Source excerpt:

************

I like my feminism as much as the next woman. However, I'm a little behind on feminist theory; for one, I do not buy many books on the subject - though I will gladly consume essays and articles on the web. Secondly, none of my friends or colleagues seems to want to instruct me. And perhaps, just perhaps, I like to discover my own feminism. The limits of it, the forms of it, the practical consequences of it. Slowly.
But for the last few days, I've been grappling with questions.
Who is a feminist?Perhaps, I should modify this a little bit: Who is a woman? How do you define a woman?
As the female of the species? Does that mean an acknowledgment of womanhood as the fact of femaleness - in other words, that part of us which is different from the male?

************

What you will do:
(1) List every sentence in the essay on feminism that ends with a question mark.
(2) According to the essay on feminism, what does the writer gladly consume on the web?
(3) Resume the essay on feminism from its last sentence, keeping its voice and its line of thought.

Location labeling records
************

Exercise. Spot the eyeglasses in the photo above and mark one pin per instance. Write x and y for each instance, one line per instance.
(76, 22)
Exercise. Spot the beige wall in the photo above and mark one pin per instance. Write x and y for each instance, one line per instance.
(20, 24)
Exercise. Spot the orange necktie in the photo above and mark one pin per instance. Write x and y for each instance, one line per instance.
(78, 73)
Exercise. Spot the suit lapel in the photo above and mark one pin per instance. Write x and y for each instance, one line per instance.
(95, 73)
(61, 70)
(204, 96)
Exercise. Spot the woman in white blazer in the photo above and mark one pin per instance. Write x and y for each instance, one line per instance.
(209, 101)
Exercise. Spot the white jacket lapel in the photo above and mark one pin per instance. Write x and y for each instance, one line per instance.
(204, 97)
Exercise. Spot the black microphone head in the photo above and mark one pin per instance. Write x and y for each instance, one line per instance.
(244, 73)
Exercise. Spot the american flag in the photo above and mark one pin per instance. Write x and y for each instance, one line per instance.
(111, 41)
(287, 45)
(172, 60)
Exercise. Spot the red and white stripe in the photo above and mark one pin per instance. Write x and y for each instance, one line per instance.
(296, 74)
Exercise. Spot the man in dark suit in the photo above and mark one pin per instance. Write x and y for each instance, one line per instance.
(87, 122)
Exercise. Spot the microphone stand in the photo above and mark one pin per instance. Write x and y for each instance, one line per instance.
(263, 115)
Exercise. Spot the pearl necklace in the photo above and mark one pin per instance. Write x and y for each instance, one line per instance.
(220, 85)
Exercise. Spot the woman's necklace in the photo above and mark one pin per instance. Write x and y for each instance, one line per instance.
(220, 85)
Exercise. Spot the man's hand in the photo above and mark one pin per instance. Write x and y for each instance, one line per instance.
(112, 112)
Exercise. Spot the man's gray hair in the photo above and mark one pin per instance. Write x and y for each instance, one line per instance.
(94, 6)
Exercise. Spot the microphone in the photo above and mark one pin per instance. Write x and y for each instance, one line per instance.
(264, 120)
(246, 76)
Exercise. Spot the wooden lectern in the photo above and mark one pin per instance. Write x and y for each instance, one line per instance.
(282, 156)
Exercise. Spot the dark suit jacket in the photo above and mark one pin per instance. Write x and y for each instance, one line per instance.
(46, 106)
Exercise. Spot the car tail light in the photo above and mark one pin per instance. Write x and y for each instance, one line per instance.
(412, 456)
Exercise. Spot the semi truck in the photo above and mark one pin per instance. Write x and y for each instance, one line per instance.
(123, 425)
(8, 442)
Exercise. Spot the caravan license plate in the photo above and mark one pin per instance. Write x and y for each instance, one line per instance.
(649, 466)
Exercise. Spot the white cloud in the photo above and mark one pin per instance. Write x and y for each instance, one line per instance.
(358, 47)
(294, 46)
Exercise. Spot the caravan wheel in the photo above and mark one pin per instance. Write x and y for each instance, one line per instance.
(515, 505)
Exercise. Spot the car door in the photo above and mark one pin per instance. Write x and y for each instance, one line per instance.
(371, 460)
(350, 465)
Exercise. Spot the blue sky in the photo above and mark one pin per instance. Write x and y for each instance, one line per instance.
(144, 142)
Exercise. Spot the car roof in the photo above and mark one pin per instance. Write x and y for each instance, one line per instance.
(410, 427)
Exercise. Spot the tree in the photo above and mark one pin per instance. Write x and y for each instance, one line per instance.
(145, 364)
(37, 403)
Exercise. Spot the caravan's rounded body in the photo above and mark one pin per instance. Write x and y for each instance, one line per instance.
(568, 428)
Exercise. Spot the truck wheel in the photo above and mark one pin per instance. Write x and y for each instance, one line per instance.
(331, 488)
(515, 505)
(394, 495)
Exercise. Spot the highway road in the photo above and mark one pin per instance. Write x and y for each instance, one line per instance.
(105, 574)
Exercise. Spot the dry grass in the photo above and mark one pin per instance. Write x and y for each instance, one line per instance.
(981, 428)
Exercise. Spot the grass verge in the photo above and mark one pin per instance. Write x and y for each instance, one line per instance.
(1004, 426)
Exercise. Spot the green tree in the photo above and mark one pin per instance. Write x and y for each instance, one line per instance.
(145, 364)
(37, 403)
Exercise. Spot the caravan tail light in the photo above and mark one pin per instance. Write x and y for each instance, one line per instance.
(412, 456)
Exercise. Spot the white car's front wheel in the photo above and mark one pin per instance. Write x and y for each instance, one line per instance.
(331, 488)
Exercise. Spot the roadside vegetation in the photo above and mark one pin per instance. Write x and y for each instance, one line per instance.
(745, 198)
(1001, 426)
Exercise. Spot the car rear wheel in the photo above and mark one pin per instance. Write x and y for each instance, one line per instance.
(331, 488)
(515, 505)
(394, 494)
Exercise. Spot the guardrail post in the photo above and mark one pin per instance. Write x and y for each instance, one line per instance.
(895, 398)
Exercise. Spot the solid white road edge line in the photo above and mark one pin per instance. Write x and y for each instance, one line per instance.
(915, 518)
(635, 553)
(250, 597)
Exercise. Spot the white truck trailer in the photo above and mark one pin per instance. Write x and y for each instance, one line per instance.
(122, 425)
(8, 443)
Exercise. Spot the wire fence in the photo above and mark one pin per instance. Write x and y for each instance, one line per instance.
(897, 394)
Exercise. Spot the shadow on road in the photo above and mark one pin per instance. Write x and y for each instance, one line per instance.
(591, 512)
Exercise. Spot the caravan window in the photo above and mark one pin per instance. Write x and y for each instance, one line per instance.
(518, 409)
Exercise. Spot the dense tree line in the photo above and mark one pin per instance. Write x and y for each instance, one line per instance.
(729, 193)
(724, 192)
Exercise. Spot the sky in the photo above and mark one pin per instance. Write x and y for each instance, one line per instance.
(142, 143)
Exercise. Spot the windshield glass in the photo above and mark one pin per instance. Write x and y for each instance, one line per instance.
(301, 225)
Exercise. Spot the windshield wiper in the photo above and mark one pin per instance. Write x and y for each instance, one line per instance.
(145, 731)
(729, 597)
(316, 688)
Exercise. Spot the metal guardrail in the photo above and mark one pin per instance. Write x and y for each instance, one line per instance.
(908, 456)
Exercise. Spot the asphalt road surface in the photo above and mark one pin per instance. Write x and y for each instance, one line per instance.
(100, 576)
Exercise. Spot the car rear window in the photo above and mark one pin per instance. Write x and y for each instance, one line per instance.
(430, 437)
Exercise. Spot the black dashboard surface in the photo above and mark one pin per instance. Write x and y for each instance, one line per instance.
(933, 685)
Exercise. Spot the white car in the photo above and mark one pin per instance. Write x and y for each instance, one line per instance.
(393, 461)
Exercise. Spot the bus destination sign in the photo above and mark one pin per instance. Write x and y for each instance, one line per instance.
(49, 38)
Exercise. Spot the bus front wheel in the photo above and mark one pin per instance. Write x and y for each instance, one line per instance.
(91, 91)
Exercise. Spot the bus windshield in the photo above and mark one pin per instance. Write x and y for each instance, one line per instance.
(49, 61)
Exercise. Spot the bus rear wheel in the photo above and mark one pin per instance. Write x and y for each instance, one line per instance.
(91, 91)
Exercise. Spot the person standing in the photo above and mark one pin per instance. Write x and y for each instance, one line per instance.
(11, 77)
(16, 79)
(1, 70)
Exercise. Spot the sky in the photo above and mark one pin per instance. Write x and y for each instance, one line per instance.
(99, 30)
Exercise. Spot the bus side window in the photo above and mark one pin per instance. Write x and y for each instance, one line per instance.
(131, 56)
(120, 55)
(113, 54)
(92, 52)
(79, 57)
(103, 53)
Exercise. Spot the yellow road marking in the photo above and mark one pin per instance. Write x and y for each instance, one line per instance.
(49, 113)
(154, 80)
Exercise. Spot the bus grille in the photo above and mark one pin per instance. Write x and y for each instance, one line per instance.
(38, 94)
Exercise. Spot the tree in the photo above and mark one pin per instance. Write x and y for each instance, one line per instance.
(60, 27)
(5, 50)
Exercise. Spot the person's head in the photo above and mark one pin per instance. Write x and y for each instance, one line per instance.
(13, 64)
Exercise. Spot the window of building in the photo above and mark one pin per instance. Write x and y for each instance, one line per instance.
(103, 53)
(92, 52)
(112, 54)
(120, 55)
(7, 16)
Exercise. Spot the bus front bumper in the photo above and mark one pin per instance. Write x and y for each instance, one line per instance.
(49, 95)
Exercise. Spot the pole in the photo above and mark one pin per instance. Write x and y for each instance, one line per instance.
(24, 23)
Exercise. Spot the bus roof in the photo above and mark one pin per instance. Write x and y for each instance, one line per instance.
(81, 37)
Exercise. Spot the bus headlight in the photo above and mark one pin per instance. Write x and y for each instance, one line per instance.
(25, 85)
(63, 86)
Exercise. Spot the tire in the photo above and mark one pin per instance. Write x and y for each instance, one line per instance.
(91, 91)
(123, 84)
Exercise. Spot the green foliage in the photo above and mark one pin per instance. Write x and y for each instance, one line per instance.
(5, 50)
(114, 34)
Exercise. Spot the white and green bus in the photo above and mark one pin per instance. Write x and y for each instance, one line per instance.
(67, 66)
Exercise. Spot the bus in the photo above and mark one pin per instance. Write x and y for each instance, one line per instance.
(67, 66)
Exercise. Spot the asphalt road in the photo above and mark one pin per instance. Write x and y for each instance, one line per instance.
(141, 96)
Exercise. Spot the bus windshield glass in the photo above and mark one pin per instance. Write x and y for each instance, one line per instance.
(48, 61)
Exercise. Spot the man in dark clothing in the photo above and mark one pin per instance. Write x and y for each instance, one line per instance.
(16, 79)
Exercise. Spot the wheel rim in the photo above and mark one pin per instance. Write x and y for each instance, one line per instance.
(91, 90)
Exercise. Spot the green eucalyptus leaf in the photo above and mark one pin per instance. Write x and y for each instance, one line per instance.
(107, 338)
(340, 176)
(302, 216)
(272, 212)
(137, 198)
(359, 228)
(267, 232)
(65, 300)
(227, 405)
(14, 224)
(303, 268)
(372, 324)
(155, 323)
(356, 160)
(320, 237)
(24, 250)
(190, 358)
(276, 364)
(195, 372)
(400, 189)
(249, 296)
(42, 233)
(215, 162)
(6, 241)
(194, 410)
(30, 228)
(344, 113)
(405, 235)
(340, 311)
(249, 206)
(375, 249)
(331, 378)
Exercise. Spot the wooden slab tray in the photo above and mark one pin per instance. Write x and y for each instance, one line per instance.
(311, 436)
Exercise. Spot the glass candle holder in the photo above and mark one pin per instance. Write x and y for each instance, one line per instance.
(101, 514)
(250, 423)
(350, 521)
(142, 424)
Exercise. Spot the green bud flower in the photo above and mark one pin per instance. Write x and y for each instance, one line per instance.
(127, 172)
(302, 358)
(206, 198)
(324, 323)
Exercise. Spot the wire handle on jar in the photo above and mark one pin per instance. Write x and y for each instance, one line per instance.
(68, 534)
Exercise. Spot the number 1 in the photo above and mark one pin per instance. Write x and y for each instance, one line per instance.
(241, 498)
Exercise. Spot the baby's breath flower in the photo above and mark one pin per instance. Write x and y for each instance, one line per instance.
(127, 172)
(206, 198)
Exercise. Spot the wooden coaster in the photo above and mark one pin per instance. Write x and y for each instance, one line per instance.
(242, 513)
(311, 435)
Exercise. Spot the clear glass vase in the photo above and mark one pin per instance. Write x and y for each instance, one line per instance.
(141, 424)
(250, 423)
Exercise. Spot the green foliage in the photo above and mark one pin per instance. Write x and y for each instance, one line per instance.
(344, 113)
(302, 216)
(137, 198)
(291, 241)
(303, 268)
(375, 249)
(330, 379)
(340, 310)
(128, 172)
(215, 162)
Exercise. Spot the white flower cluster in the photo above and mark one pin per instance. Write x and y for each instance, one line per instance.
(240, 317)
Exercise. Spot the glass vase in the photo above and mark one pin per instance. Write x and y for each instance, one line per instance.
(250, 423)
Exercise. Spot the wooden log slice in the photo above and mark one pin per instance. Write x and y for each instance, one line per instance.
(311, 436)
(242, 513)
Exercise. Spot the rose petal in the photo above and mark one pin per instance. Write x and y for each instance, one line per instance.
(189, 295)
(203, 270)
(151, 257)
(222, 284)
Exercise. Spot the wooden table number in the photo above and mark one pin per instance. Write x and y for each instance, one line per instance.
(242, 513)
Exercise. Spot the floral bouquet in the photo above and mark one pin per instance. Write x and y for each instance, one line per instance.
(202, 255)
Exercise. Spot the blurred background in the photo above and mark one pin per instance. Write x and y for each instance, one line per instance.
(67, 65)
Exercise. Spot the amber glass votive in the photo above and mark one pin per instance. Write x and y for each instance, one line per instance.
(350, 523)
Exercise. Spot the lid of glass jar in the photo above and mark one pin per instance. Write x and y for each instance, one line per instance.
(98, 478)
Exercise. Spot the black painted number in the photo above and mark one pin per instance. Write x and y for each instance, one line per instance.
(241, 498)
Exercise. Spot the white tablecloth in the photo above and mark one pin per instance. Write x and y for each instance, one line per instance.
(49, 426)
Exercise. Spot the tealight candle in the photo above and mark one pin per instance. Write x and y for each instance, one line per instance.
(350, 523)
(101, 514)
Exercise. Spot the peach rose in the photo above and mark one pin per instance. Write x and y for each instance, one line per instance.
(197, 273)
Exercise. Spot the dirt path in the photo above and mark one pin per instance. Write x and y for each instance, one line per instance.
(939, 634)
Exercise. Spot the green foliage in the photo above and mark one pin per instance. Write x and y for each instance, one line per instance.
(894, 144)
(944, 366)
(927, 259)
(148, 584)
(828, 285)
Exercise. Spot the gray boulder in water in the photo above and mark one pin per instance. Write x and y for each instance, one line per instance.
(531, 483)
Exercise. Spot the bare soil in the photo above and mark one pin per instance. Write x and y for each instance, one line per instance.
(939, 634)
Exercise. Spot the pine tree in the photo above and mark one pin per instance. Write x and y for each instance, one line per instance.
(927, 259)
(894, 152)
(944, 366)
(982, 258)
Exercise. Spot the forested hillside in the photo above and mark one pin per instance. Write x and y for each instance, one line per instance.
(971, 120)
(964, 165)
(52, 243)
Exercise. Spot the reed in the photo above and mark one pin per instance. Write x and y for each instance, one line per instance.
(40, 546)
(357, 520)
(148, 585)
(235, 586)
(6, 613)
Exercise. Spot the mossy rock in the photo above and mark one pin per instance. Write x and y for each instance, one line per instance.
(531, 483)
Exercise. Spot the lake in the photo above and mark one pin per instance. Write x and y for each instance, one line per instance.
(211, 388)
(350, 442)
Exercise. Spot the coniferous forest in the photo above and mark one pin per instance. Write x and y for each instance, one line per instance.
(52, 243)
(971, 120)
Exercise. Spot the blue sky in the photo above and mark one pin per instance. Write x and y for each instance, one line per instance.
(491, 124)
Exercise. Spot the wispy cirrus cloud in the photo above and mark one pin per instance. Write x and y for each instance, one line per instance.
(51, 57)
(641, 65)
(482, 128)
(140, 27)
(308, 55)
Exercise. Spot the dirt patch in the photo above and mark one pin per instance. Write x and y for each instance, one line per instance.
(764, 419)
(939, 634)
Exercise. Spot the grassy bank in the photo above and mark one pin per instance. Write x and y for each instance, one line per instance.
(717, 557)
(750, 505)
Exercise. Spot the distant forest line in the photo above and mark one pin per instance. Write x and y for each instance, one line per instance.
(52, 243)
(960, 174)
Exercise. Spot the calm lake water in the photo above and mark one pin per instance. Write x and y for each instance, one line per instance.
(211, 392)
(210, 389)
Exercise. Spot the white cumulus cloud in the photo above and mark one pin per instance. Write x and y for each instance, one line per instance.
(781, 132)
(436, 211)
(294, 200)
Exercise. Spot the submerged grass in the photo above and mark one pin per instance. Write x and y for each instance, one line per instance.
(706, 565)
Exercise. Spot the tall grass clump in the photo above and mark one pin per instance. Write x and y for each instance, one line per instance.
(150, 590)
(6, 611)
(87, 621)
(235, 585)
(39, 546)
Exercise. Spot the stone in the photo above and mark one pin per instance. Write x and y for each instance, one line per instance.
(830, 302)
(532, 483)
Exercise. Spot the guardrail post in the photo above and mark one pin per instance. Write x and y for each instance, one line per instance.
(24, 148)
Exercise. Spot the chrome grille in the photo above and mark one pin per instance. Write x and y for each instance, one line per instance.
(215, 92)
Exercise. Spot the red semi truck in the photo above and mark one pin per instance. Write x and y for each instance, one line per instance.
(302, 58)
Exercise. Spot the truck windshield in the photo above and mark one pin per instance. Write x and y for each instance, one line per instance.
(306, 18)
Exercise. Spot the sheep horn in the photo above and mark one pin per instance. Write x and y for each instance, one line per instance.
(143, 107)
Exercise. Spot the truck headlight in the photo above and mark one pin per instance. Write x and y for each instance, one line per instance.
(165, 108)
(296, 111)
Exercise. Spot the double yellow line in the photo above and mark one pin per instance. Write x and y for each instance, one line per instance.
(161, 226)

************

Outputs by task:
(1)
Who is a feminist?
Who is a woman?
How do you define a woman?
As the female of the species?
Does that mean an acknowledgment of womanhood as the fact of femaleness - in other words, that part of us which is different from the male?

(2) Essays and articles on feminist theory.

(3)
If you remove the female parts from a woman's body, does it become a male body?If you remove the trappings of what is usually associated with feminity - long nails, paint, cosmetics, styled hair, anklets, glass bangles, neatly crossed legs, swaying hips, skirts, off-shoulder tops, high heels, soft giggling laughter, sequins, feet pressed together - does that make you less feminine? Is a naked, silent woman in a forest not feminine? Would she be more 'feminine' if she acquired the trappings?
Sacred insanity, through a
part-provocative, part-confessional essay 'The shape of things', nudged me closer to questions such as these:
Are feminists hairy, raucous harridans? (Are you not entitled to feminism if you're not?)Are beautiful women/feminine women silk-smooth, fragile, thin? But before globalisation, before cable television, just fifteen years ago, I can recall a time when a woman could be indeed 'too thin'. And the women we considered really beautiful then, seem almost ordinary in comparison to the airbrushed, made-up perfection of the photos in the new glossies.
There was a time when I had a poster of
Madhubala up on my walls. When I was a child, she was still the epitome of beauty. By modern standards, she would be grossly overwieght.
By modern standards, Kate Moss or Aishwarya Rai (in her new, 'toned' avataar) are the ideal. I no longer have any posters on my walls. Kate Moss means nothing to me.
Why is this?
Is this because she is foreign and I have not seen too much of her in magazines or on TV?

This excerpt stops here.